### WHAT TO DO
Identify every line of the records below that contains the string "shirt", treating uppercase and lowercase letters as different. Copy each such line.

++++ RECORDS FOR THIS EXERCISE ++++

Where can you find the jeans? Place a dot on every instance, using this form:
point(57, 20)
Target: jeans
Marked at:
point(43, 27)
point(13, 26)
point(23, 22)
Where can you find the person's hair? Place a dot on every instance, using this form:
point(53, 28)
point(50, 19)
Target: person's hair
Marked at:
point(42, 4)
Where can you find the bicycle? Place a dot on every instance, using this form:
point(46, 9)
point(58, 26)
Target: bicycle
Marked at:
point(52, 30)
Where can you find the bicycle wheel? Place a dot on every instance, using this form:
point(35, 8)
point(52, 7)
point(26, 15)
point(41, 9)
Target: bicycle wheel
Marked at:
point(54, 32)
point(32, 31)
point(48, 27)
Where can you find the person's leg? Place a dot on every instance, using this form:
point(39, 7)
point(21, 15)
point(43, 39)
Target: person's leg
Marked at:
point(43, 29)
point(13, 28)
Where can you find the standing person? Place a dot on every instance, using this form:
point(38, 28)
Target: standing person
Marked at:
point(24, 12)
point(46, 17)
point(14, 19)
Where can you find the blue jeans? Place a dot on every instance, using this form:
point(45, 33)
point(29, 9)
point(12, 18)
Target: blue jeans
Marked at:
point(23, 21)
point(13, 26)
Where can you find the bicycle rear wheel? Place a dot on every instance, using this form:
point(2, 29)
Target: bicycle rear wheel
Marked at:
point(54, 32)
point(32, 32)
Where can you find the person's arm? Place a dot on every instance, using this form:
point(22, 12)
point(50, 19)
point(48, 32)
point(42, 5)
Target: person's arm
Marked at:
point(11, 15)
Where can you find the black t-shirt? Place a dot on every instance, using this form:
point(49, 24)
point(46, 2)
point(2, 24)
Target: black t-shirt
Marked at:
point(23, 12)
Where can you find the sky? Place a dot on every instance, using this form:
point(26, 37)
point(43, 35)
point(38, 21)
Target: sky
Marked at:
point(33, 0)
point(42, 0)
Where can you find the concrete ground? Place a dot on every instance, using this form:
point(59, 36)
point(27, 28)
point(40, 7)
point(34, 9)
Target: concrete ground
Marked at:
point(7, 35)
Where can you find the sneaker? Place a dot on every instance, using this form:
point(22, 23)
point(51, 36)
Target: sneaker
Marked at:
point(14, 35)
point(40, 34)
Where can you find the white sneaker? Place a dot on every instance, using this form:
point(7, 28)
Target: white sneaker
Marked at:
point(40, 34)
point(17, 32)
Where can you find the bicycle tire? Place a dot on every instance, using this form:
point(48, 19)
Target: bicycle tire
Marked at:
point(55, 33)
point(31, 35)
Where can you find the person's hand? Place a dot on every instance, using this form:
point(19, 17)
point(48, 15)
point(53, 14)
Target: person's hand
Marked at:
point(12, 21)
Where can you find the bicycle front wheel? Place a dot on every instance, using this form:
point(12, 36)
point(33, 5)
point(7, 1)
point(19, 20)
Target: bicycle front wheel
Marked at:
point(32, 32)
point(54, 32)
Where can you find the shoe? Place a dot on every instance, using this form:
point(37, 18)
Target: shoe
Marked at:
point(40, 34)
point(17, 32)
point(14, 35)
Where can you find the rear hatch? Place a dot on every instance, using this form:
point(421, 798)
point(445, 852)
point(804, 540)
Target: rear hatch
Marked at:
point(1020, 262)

++++
++++ RECORDS FOR THIS EXERCISE ++++

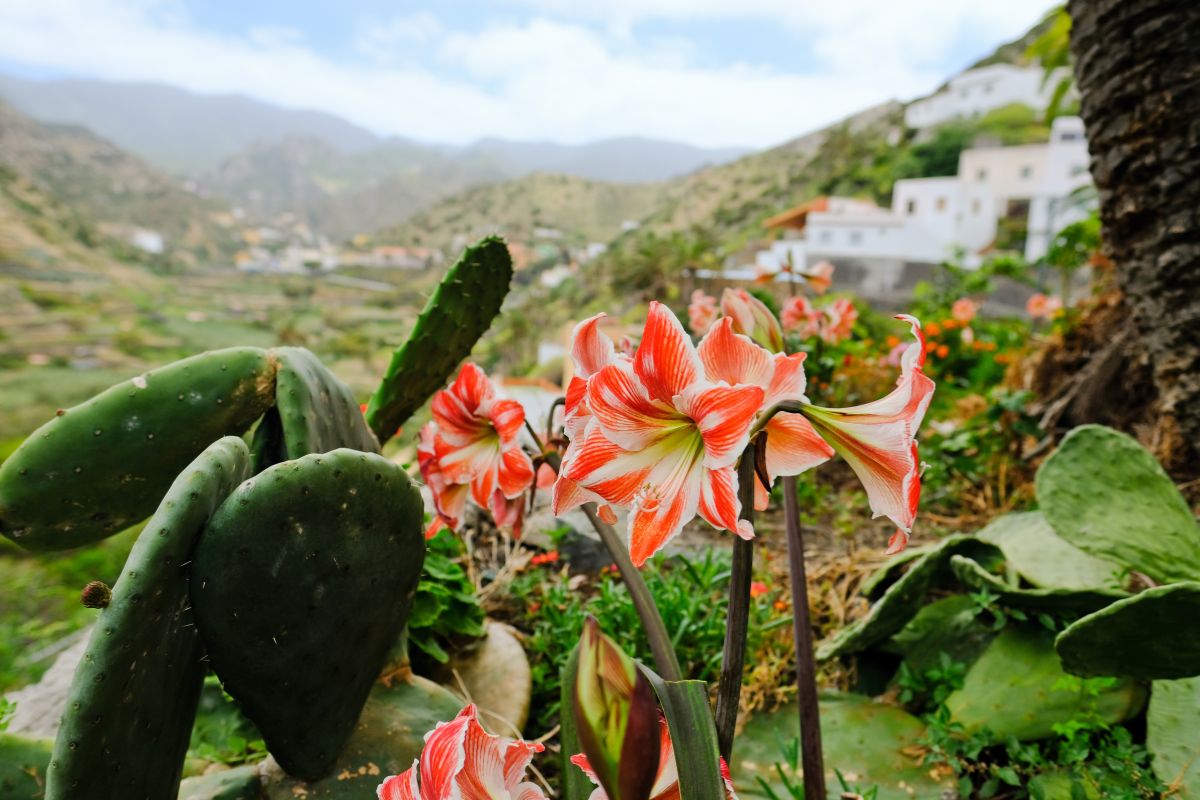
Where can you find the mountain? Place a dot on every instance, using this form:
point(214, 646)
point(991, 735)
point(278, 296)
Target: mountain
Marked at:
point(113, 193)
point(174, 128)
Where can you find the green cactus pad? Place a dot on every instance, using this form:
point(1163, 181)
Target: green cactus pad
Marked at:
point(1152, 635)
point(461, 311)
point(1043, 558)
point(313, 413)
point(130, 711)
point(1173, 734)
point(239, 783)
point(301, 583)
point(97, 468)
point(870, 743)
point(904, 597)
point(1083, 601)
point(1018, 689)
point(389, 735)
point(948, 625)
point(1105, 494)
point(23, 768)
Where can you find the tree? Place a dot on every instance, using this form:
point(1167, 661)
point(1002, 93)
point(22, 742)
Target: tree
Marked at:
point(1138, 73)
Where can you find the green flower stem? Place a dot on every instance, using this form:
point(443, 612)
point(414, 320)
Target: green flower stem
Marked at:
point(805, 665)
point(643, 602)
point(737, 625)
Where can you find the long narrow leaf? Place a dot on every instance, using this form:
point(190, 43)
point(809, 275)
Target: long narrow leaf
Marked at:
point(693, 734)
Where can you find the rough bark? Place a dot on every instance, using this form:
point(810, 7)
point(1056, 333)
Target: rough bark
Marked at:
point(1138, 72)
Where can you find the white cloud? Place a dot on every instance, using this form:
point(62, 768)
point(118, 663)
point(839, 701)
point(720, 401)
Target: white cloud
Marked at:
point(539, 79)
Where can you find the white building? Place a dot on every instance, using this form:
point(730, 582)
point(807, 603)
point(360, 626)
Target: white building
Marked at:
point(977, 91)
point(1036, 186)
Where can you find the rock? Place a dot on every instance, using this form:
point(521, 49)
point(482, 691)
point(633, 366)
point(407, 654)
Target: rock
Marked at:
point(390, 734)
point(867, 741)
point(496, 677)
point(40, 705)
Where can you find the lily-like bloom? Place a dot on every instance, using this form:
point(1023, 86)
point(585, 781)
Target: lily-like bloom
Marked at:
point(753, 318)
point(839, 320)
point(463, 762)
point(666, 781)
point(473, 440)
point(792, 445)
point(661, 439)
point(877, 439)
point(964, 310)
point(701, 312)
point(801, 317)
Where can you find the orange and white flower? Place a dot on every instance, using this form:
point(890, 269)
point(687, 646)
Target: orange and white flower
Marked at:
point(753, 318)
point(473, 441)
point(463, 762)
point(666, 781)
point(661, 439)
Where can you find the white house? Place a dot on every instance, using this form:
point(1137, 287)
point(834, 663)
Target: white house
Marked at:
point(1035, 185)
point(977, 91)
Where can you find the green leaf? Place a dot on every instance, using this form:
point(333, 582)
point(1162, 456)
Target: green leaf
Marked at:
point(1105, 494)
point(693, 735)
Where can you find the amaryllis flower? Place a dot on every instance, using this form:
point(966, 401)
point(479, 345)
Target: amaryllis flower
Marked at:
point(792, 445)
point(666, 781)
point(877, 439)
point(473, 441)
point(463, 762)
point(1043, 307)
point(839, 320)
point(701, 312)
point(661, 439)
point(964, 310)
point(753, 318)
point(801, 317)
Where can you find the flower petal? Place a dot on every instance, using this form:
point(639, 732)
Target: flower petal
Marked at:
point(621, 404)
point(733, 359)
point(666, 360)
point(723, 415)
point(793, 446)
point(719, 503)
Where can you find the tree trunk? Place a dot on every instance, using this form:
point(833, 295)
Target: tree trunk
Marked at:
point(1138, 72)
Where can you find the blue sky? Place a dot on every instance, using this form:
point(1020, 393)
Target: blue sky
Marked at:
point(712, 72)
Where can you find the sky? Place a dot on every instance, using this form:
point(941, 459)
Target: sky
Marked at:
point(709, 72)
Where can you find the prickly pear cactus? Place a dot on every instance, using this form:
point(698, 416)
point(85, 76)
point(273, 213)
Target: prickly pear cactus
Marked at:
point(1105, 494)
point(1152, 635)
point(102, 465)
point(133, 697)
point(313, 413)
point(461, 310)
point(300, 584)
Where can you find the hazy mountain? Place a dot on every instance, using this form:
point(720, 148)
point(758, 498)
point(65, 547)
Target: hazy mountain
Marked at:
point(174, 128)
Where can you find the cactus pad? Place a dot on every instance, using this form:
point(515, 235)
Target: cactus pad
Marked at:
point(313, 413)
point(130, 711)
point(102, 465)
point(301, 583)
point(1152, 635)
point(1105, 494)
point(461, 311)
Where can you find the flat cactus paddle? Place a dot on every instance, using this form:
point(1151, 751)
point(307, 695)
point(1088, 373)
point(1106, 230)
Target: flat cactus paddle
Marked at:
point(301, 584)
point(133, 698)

++++

### ANSWER TO THE TASK
Where can you find the black t-shirt? Place a dot on every instance, using this form:
Target: black t-shirt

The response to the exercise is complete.